--- INPUT FOR THIS TASK ---

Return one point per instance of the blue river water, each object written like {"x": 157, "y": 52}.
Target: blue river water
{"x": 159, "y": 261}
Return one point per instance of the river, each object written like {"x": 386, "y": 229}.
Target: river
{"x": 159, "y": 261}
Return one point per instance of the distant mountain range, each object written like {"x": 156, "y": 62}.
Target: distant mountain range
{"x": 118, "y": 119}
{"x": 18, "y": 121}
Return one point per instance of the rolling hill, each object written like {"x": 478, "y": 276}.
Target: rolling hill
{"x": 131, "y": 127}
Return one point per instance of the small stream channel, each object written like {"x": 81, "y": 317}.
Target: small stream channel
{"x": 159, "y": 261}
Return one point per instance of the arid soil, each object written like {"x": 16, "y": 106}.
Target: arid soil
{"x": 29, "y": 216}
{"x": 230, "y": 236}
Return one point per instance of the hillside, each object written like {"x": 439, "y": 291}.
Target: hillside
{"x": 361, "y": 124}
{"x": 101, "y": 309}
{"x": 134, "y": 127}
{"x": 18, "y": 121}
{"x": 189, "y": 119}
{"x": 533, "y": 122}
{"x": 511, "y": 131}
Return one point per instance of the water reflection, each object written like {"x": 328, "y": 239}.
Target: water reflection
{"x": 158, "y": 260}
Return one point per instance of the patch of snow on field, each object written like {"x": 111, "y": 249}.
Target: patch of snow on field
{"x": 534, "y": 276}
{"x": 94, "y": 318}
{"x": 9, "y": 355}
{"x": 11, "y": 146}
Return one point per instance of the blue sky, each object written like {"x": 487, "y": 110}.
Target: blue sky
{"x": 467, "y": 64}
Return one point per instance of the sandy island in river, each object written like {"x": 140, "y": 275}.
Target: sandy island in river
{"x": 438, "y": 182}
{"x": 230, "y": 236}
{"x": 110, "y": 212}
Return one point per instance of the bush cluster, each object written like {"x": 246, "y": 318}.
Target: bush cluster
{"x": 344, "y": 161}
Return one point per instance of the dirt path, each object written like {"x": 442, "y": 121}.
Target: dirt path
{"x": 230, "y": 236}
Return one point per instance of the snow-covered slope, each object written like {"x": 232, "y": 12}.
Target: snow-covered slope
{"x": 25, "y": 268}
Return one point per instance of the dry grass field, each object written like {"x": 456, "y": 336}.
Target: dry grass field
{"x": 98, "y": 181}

---

• _WHAT TO WORK ON_: Copy the records above exactly.

• _ANSWER BELOW_:
Return one point per instance of the blue river water, each object written like {"x": 157, "y": 52}.
Target: blue river water
{"x": 159, "y": 261}
Return one point per instance of the river, each object written like {"x": 386, "y": 229}.
Target: river
{"x": 159, "y": 261}
Return one point per instance of the distant mountain range, each object written like {"x": 156, "y": 62}.
Target: distant mountain range
{"x": 118, "y": 119}
{"x": 18, "y": 121}
Return one point per instance of the rolling hill, each object written like {"x": 478, "y": 276}.
Target: rolling hill
{"x": 131, "y": 127}
Return one point per instance of the small stream channel, each object written like {"x": 81, "y": 317}.
Target: small stream channel
{"x": 159, "y": 261}
Return one point per instance of the arid soil, each object written like {"x": 16, "y": 106}.
Target: arid soil
{"x": 29, "y": 216}
{"x": 230, "y": 236}
Return one point per instance of the hillside, each object written like {"x": 439, "y": 291}.
Target: hillside
{"x": 361, "y": 124}
{"x": 101, "y": 309}
{"x": 134, "y": 127}
{"x": 18, "y": 121}
{"x": 189, "y": 119}
{"x": 533, "y": 122}
{"x": 511, "y": 131}
Return one point per instance of the water reflection, each object written like {"x": 328, "y": 239}.
Target: water reflection
{"x": 158, "y": 260}
Return one point per instance of the patch of snow on field, each object written like {"x": 111, "y": 249}.
Target: patch of snow on field
{"x": 534, "y": 276}
{"x": 94, "y": 318}
{"x": 9, "y": 355}
{"x": 11, "y": 146}
Return one point per instance of the blue sky, each object written like {"x": 487, "y": 110}.
Target: blue sky
{"x": 467, "y": 64}
Return one point per instance of the sandy island in river, each object written like {"x": 140, "y": 275}.
Target: sandy island in river
{"x": 438, "y": 182}
{"x": 230, "y": 236}
{"x": 110, "y": 212}
Return one point per instance of the bush cluster, each object written like {"x": 246, "y": 318}.
Target: bush cluster
{"x": 344, "y": 161}
Return one point per instance of the dirt path, each object written like {"x": 442, "y": 121}.
Target: dirt path
{"x": 230, "y": 236}
Return one point per instance of the snow-covered slope, each object written like {"x": 232, "y": 12}.
Target: snow-covered slope
{"x": 25, "y": 268}
Return one point per instance of the dry grass field, each object written like {"x": 456, "y": 336}.
Target: dry grass field
{"x": 98, "y": 181}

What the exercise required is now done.